According to the commentary on Don Brash, what event ended New Zealand's open access to British markets?

::: Page :::

But it's not about me. It's about Don Brash. When did New Zealand declare independence? Does the date stick out for you? I can only recall that it was offered independence and didn't take it to start with. How lame is that. Awww, poor widdle country doesn't want to gwow up and leave home. Yes, our national day is closer to marking the start of colonial rule than the end of it. The day that people really think of as the cutting of the apron strings, the kicking of the adult offspring out of the basement bedroom and into the real world after too long spongeing off the parents, was when the UK joined the EEC and ended New Zealand's open access to British markets. I don't think they're really going to want us back, are they?

But waaiiit a minute, if Turkey can join, why can't we? Eh? Eh? New Zealand is more 'European' than Turkey, isn't it? It's more 'European' than Bosnia surely? I mean, Bosnia is white, but they're, like, Muslim! Who let them in? Eh? Okay, for Don Brash's sake, say we manage to join the European Union as a clip-on to the United Kingdom, through virtue of being about 75% white and kind of talking like Cockneys who got sent far far away from East London two hundred years ago... where would we find ourselves? In a place with... oh... ongoing devolution to indigenous regional parliaments and increasing protection of indigenous languages, culture and even accents through television channels, radio and arts support... and regular celebration of a history full of half-naked savages jumping up and down. Such as this one:

Bugger. But if it it was all happening in 'Europe', then this sort of cultural policy would actually be a 'European' way of doing things, right? And then Don would be more comfortable and relaxed about it. Hooray!

3. Assuaging Don's fears that he might actually be Maori.

In Brash's wero-discomfort, he seems openly confused about what a 'pale-skinned' Maori representing Maori and New Zealand culture, might actually signify. It seems a kind of fear. What is he so scared of? That he might make a racist joke in front of someone he assumed was white? Wait a minute... His entire Treaty policy is a racist joke, told in front of a nation who he assumes is all white. No, that can't be it.

::: Stored rows :::

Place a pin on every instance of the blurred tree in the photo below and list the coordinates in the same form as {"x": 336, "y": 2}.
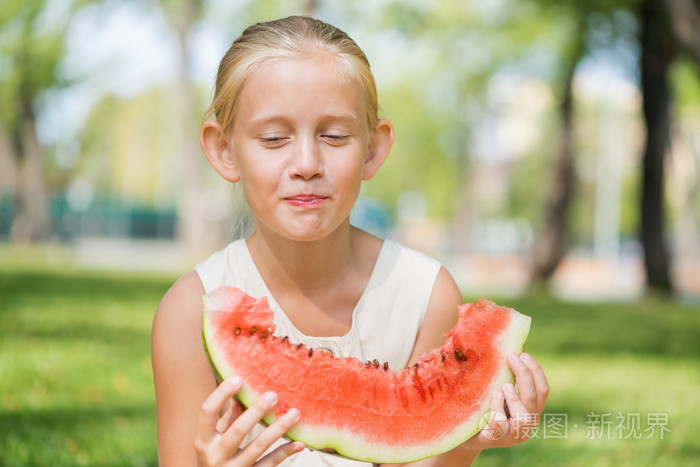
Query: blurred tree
{"x": 668, "y": 27}
{"x": 30, "y": 50}
{"x": 192, "y": 229}
{"x": 550, "y": 246}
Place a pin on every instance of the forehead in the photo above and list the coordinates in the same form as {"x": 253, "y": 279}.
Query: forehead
{"x": 315, "y": 82}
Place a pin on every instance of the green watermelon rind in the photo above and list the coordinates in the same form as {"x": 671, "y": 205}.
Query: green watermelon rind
{"x": 355, "y": 447}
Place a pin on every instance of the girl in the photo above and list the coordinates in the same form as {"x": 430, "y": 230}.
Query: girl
{"x": 296, "y": 125}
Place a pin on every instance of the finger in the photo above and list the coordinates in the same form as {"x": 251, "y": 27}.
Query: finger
{"x": 526, "y": 385}
{"x": 520, "y": 417}
{"x": 212, "y": 406}
{"x": 497, "y": 426}
{"x": 281, "y": 453}
{"x": 247, "y": 420}
{"x": 267, "y": 438}
{"x": 540, "y": 380}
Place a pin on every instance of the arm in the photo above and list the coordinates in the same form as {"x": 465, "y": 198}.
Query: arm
{"x": 525, "y": 405}
{"x": 181, "y": 373}
{"x": 189, "y": 405}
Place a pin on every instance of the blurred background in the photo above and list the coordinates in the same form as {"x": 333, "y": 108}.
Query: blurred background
{"x": 522, "y": 154}
{"x": 547, "y": 152}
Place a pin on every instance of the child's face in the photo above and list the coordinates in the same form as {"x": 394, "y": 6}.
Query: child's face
{"x": 299, "y": 142}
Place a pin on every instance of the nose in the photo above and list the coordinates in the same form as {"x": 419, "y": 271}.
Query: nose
{"x": 306, "y": 159}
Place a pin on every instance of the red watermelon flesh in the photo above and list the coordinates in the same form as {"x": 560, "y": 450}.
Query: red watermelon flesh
{"x": 364, "y": 410}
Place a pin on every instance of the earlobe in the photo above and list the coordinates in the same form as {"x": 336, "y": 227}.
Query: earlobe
{"x": 218, "y": 150}
{"x": 379, "y": 147}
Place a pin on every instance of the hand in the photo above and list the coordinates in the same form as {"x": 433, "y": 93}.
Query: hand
{"x": 524, "y": 406}
{"x": 221, "y": 447}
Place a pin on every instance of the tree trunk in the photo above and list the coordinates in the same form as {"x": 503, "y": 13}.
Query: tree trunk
{"x": 31, "y": 222}
{"x": 8, "y": 165}
{"x": 657, "y": 52}
{"x": 193, "y": 233}
{"x": 550, "y": 245}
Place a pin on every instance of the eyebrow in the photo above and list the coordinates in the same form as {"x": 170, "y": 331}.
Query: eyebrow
{"x": 265, "y": 120}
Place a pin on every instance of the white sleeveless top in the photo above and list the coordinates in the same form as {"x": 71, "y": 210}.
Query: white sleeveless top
{"x": 385, "y": 321}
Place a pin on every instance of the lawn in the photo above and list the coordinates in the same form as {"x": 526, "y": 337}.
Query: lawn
{"x": 76, "y": 388}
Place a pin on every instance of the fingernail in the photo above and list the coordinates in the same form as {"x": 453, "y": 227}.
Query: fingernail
{"x": 271, "y": 397}
{"x": 293, "y": 414}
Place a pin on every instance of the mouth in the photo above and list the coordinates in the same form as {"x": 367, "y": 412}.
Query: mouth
{"x": 306, "y": 200}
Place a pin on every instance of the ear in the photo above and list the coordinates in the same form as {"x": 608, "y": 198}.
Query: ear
{"x": 378, "y": 149}
{"x": 218, "y": 150}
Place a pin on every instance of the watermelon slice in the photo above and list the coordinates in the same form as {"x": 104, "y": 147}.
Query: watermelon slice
{"x": 364, "y": 410}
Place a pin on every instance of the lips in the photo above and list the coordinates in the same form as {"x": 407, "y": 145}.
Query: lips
{"x": 306, "y": 200}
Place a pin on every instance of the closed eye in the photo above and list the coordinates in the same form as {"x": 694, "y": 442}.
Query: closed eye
{"x": 336, "y": 139}
{"x": 273, "y": 141}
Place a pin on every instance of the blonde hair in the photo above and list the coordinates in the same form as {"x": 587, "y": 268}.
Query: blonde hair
{"x": 281, "y": 39}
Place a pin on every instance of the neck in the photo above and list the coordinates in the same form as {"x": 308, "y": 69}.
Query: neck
{"x": 300, "y": 265}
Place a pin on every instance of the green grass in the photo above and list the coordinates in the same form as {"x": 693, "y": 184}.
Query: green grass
{"x": 76, "y": 388}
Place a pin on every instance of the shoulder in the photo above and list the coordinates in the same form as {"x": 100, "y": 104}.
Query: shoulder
{"x": 182, "y": 376}
{"x": 177, "y": 326}
{"x": 440, "y": 316}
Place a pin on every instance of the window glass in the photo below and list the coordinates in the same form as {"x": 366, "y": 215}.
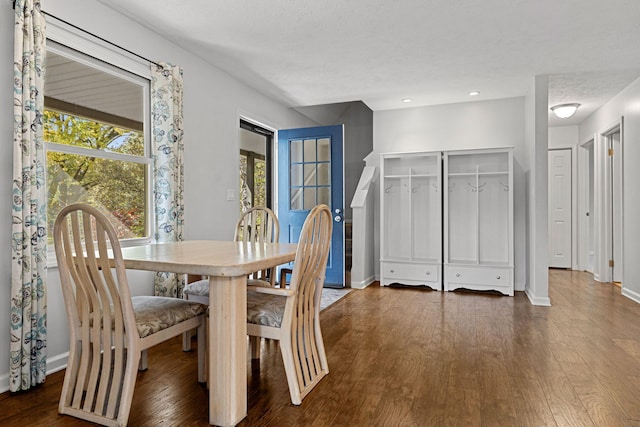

:::

_Result for this task_. The UK joining the EEC.